■ **Opgeslagen items**
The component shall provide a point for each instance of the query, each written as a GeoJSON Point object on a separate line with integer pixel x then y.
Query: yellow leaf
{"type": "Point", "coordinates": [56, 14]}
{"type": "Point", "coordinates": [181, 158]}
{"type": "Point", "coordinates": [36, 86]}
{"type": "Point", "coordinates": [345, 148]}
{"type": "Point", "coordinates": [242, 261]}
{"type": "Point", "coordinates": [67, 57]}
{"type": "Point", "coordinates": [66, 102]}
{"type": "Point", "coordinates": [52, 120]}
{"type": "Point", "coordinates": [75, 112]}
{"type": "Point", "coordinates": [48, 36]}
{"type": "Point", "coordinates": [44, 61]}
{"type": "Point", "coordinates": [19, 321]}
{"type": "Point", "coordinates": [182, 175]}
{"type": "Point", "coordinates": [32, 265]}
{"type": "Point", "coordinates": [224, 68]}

■ **GEGEVEN OPDRACHT**
Schrijf alle regels van de lijst hierboven ongewijzigd over, van de eerste tot de laatste.

■ **OPLOSSING**
The component shall provide a point for each instance of the query, each written as a GeoJSON Point object on a separate line with integer pixel x then y.
Query: yellow leaf
{"type": "Point", "coordinates": [56, 14]}
{"type": "Point", "coordinates": [181, 158]}
{"type": "Point", "coordinates": [36, 86]}
{"type": "Point", "coordinates": [345, 148]}
{"type": "Point", "coordinates": [242, 261]}
{"type": "Point", "coordinates": [67, 57]}
{"type": "Point", "coordinates": [66, 102]}
{"type": "Point", "coordinates": [52, 120]}
{"type": "Point", "coordinates": [75, 112]}
{"type": "Point", "coordinates": [48, 36]}
{"type": "Point", "coordinates": [44, 61]}
{"type": "Point", "coordinates": [19, 321]}
{"type": "Point", "coordinates": [182, 175]}
{"type": "Point", "coordinates": [32, 265]}
{"type": "Point", "coordinates": [224, 68]}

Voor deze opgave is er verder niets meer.